= REQUIRED ACTION =
In the news item below about FIFA's World Cup ticket swaps, reproduce the passage starting with "FIFA says about" and going on through "to valid seats.", word for word.

= READING PASSAGE =

FIFA says about 1,400 people will have to change their tickets less than a week before the World Cup begins because they were handed out before work at the stadiums was completed. (This image is for representational purpose only)
FIFA said Saturday it notified 1,376 people whose tickets will have to be swapped because they do not correspond to valid seats.
Football's governing body said seating configurations changed after technical teams established exactly where the media tribunes and broadcast equipment had to be placed in each of the 12 venues.
FIFA said the changes were not caused by the delays in finishing Brazilian stadiums, and that such adjustments also happened in previous World Cups. It said the swaps account for "just a few cases comparing with the 2.2 million tickets sold to the general public."
"For some venues, FIFA had to produce and hand out tickets prior to the completion of the infrastructures," football's governing body said in a statement. "FIFA has now been able to validate all stadia and took note that in some few instances the seating configurations as well as the signage were not exactly built as per the submitted maps."
Brazilians and foreigners received the notifications on Friday, five days before the Brazil-Croatia opener in Sao Paulo. FIFA said the tickets fans have now will not be accepted at the stadiums.

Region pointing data
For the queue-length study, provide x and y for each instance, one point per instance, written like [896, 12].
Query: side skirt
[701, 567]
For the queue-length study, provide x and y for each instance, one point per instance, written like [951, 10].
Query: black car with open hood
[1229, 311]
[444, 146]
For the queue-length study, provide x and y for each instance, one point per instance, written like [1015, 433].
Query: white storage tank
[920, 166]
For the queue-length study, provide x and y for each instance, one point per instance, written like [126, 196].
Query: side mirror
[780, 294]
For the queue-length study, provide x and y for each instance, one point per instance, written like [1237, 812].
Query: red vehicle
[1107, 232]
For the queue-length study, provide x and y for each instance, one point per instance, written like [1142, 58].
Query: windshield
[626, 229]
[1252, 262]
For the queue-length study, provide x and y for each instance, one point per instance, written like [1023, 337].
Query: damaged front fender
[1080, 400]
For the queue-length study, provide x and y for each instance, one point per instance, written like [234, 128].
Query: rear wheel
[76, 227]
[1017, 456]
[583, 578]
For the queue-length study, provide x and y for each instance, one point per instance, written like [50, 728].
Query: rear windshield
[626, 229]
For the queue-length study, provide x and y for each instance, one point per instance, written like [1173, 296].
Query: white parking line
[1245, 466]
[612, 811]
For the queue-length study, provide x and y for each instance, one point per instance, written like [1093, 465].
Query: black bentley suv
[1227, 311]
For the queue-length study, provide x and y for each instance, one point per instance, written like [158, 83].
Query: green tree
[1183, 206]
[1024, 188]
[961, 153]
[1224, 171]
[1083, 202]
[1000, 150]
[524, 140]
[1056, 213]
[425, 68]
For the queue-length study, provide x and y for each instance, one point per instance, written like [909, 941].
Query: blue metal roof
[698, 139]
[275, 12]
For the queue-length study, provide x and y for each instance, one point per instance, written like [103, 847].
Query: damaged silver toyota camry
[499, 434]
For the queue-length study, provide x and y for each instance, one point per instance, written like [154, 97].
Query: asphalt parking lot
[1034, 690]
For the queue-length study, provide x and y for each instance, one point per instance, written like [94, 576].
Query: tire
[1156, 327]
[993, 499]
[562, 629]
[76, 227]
* * *
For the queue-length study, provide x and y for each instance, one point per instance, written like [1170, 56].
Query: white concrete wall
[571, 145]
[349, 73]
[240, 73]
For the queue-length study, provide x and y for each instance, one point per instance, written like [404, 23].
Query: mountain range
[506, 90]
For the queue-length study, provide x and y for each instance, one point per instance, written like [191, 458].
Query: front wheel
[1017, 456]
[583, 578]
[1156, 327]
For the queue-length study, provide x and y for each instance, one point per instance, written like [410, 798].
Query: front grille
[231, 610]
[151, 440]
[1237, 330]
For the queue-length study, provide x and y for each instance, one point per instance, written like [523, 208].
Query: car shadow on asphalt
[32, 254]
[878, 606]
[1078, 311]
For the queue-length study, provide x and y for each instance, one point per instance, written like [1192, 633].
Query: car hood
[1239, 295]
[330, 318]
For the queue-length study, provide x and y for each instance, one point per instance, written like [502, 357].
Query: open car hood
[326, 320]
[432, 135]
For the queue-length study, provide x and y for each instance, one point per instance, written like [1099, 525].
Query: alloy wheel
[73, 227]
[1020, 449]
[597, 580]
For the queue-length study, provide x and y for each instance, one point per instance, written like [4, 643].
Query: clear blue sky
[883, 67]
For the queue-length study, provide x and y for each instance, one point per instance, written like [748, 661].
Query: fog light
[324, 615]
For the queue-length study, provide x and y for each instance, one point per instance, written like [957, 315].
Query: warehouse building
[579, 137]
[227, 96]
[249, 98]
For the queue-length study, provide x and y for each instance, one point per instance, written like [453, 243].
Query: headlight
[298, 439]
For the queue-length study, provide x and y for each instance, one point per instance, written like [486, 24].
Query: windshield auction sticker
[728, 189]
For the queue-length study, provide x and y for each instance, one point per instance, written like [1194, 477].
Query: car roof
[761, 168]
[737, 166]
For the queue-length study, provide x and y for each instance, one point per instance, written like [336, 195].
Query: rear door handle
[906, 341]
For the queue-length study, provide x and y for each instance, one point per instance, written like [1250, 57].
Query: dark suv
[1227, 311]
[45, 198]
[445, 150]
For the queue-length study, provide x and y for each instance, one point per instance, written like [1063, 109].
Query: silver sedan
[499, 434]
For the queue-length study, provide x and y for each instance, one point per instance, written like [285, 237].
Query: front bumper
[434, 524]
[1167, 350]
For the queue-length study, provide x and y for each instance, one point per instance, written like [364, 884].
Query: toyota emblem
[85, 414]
==
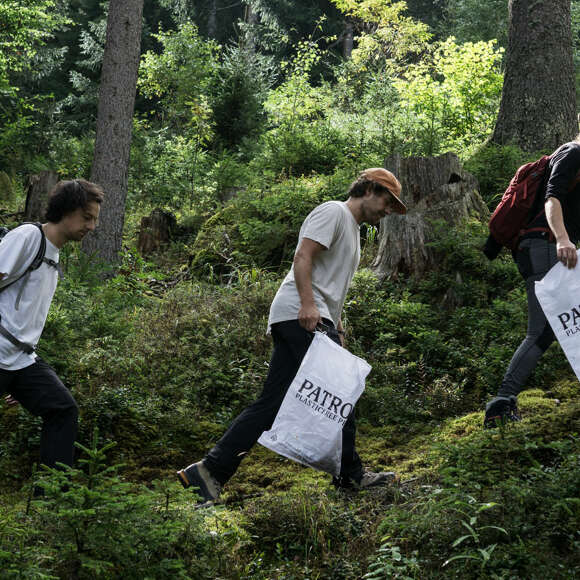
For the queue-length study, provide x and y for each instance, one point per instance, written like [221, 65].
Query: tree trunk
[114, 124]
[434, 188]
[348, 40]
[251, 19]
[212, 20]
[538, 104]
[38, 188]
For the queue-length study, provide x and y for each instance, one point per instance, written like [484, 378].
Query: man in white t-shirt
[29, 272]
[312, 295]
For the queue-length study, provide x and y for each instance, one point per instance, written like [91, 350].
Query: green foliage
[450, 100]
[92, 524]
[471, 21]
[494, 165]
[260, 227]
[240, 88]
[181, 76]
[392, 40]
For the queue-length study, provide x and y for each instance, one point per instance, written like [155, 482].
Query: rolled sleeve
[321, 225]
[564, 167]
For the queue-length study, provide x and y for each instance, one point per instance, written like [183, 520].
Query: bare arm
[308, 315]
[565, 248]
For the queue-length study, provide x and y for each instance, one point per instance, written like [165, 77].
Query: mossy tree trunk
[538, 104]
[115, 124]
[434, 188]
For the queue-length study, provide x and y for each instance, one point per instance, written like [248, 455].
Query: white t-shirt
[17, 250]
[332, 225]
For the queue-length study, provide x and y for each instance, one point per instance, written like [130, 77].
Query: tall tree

= RESPONSE TO THE TASK =
FIFA says about 1,400 people will have to change their tickets less than a week before the World Cup begins because they were handed out before work at the stadiums was completed. (This image is for representational purpose only)
FIFA said Saturday it notified 1,376 people whose tickets will have to be swapped because they do not correspond to valid seats.